------ Source document ------

Personal information
- Born: 3 July 1910 Cheltenham, Gloucestershire, England
- Died: 28 May 1993 (aged 82) Stroud, Gloucestershire, England
- Batting: Right-handed
- Bowling: Right-arm medium

International information
- National side: England;
- Test debut: 12 August 1933 v West Indies
- Last Test: 10 June 1948 v Australia

Career statistics
| Competition | Test | First-class |
| Matches | 20 | 498 |
| Runs scored | 1,098 | 25,388 |
| Batting average | 35.41 | 32.71 |
| 100s/50s | 2/5 | 48/113 |
| Top score | 129 | 259 |
| Balls bowled | 256 | 28,233 |
| Wickets | 0 | 394 |
| Bowling average | – | 30.98 |
| 5 wickets in innings | – | 12 |
| 10 wickets in match | – | 2 |
| Best bowling | – | 6/17 |
| Catches/stumpings | 14/– | 320/– |
- Source: CricInfo, 20 July 2021

= Charlie Barnett (cricketer) =

English cricketer

Charles John Barnett (3 July 1910 – 28 May 1993) was an English cricketer, who played for Gloucestershire and for England in 20 Tests from 1933 to 1948. He was one of Wisdens five Cricketers of the Year in 1937.

------ Records provided ------

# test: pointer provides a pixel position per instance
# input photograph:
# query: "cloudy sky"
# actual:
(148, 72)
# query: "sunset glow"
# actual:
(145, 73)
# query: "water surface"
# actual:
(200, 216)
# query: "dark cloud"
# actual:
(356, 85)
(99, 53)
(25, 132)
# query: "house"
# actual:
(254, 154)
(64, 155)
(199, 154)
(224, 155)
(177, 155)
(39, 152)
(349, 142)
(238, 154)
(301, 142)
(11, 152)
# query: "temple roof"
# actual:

------
------ Records provided ------

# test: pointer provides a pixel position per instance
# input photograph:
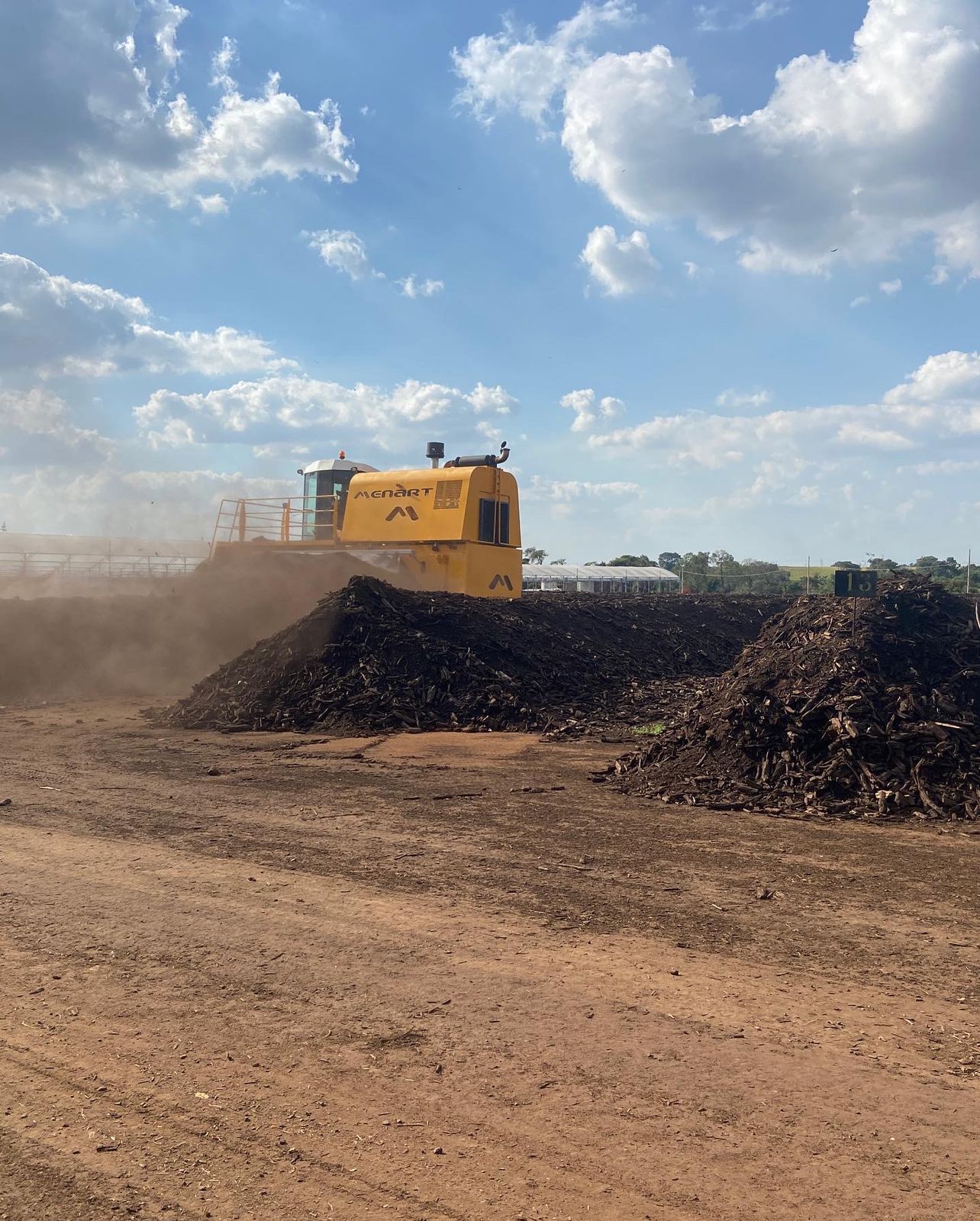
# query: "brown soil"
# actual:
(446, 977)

------

▶ **Study questions**
A – Answer these from the Charlie Barnett profile:
(i) In which town was Barnett born?
(ii) Against which team did he make his Test debut?
(iii) How many wickets did he take in first-class cricket?
B – Summarize the Charlie Barnett profile in two sentences.
C – Duplicate the part of the Charlie Barnett profile that begins at the words "Charles John Barnett" and stops after "Year in 1937.".

▶ **Solutions to each task**
A –
(i) Cheltenham, Gloucestershire, England
(ii) West Indies
(iii) 394

B – Charles John Barnett (1910–1993) was an English cricketer who batted right-handed, bowled right-arm medium, and played for Gloucestershire and in 20 Tests for England from 1933 to 1948. He scored 25,388 runs in first-class cricket and was one of Wisden's five Cricketers of the Year in 1937.

C –
Charles John Barnett (3 July 1910 – 28 May 1993) was an English cricketer, who played for Gloucestershire and for England in 20 Tests from 1933 to 1948. He was one of Wisdens five Cricketers of the Year in 1937.